» **Work order**
Taking the line with "the rocky shoreline" as the first and the last line of the entries as the final one, copy that span exactly.

» **Stored items**
——————————
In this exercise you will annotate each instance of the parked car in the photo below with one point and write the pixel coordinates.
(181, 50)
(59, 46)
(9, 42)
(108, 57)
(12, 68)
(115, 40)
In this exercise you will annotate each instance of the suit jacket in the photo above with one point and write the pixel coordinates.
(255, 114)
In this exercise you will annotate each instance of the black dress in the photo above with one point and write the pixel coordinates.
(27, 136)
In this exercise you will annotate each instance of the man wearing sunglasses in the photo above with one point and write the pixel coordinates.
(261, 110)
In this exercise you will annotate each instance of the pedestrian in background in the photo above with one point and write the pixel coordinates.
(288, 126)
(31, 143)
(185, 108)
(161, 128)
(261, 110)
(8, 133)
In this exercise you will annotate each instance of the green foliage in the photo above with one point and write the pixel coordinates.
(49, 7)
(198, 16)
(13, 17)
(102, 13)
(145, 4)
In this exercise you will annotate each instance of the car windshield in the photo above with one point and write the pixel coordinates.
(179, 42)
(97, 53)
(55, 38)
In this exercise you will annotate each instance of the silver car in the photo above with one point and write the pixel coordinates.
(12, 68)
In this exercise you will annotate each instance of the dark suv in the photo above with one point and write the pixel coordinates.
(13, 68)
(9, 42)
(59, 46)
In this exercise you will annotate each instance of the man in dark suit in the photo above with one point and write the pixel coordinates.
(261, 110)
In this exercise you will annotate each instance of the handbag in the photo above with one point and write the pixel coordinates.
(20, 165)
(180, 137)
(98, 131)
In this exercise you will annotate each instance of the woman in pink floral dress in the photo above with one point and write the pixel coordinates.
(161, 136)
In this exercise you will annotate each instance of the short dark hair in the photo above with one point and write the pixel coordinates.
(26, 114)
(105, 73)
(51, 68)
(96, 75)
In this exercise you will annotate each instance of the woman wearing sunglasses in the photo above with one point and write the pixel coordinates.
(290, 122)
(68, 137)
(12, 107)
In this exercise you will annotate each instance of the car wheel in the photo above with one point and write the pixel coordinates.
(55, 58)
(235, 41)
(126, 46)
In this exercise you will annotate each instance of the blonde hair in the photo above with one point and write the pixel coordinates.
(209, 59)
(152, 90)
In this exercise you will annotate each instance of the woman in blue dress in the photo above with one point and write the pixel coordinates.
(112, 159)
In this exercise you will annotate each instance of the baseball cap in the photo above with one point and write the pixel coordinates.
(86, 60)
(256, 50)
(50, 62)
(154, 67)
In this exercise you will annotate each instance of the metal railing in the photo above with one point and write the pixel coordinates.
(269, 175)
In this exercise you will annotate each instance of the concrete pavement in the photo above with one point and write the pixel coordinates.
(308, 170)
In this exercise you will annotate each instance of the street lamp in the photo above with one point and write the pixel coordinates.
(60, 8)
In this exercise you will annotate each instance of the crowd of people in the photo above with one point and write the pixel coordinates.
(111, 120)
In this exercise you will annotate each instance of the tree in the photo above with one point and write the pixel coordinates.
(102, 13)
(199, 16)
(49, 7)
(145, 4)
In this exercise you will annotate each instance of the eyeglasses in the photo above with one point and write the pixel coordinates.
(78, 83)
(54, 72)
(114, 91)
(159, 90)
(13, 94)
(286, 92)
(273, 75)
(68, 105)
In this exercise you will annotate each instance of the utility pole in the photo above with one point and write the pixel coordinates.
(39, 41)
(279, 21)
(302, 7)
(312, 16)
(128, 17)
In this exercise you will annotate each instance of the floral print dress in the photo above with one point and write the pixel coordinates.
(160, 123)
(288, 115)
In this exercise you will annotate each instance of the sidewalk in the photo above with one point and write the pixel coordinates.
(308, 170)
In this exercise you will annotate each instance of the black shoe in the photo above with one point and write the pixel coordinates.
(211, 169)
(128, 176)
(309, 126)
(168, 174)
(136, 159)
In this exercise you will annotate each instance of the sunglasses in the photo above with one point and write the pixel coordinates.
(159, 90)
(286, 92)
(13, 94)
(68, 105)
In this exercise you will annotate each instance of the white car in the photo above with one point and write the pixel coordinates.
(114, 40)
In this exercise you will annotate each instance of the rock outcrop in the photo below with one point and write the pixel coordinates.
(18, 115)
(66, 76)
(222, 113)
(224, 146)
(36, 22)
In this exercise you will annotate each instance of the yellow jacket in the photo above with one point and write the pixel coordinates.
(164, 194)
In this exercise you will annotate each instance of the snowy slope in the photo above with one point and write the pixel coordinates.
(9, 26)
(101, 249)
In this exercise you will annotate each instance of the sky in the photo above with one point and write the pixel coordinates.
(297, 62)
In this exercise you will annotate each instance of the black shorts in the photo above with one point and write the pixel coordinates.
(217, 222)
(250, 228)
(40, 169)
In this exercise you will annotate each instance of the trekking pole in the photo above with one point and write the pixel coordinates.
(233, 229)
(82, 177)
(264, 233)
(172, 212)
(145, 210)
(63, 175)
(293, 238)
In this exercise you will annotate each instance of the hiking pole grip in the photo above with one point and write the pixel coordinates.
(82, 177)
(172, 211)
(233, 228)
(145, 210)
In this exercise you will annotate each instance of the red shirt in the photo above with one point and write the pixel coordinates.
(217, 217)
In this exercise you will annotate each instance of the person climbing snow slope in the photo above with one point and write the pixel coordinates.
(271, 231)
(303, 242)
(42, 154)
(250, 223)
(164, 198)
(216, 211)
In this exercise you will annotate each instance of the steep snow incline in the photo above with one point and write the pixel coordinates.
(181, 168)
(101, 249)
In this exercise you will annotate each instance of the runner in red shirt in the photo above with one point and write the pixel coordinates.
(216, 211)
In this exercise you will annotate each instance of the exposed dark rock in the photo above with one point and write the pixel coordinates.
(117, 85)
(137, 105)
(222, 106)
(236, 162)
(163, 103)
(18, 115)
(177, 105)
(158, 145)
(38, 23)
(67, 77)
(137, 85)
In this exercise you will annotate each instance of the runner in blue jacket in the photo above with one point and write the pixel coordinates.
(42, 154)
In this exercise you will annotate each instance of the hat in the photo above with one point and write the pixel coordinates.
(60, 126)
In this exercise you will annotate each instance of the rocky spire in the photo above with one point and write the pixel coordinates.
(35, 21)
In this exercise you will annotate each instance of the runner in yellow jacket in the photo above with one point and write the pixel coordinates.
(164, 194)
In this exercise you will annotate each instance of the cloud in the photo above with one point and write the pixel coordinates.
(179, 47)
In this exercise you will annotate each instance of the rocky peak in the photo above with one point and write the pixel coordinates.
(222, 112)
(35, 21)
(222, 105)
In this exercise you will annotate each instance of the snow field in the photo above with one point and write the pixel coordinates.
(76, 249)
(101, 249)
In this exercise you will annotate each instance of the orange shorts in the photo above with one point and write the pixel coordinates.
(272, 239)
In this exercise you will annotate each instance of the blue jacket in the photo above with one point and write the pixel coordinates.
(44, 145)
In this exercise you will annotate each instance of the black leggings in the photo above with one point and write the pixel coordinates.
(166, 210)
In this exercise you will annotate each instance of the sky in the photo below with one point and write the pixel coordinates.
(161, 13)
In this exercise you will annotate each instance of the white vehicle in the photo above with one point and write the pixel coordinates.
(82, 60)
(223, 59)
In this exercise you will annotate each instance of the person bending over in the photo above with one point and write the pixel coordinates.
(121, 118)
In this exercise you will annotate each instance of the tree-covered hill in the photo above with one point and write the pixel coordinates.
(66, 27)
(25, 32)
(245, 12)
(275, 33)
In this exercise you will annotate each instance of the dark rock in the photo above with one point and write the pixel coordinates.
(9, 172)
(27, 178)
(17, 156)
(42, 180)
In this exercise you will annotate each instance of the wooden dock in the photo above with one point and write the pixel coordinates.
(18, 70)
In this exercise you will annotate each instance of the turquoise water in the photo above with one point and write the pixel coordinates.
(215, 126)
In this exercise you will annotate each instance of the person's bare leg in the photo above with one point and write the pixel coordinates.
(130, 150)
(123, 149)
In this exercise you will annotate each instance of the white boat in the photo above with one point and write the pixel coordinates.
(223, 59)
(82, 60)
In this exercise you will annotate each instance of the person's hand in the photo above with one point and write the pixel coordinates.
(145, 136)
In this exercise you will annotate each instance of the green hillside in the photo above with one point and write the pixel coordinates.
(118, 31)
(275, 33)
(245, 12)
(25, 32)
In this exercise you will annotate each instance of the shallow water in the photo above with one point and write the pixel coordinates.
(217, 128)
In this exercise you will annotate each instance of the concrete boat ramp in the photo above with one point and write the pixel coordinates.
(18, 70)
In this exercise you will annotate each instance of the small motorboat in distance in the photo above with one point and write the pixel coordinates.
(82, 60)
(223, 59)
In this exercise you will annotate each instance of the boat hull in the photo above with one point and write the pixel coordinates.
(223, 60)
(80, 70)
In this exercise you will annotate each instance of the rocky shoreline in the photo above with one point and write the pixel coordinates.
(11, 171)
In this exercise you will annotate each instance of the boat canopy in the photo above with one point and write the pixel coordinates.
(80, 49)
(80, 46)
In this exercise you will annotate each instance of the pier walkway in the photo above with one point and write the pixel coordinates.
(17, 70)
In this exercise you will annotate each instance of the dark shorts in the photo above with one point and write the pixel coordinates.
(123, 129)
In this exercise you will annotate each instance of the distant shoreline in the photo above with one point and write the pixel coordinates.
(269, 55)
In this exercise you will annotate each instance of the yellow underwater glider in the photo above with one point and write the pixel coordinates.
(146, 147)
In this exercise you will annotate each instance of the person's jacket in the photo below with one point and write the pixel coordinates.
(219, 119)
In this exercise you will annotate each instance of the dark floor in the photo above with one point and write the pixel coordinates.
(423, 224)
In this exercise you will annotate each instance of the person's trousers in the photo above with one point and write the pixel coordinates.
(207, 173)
——————————
» **Answer for this exercise**
In this exercise you will annotate each instance of the rocky shoreline in the photo above with one point and write the pixel coordinates.
(11, 171)
In this exercise you will annotate each instance of the boat canopy in the photo above with one point and write the pixel coordinates.
(80, 49)
(80, 46)
In this exercise you will annotate each instance of the pier walkway in the photo above with one point and write the pixel coordinates.
(17, 70)
In this exercise you will annotate each instance of the dark shorts in the photo above with one point and write the pixel coordinates.
(123, 129)
In this exercise you will annotate each instance of the distant shoreline in the photo above with one point and write the pixel coordinates.
(269, 55)
In this exercise you will annotate each instance of the yellow underwater glider in the photo above with one point and write the pixel coordinates.
(146, 147)
In this exercise you will annotate each instance of the person's jacket in the photo below with one point and write the pixel coordinates.
(219, 119)
In this exercise you will annotate each instance of the dark floor in the photo above with one point and write the pixel coordinates.
(423, 224)
In this exercise you will annotate each instance of the person's trousers in the photo above with one point and write the pixel coordinates.
(207, 173)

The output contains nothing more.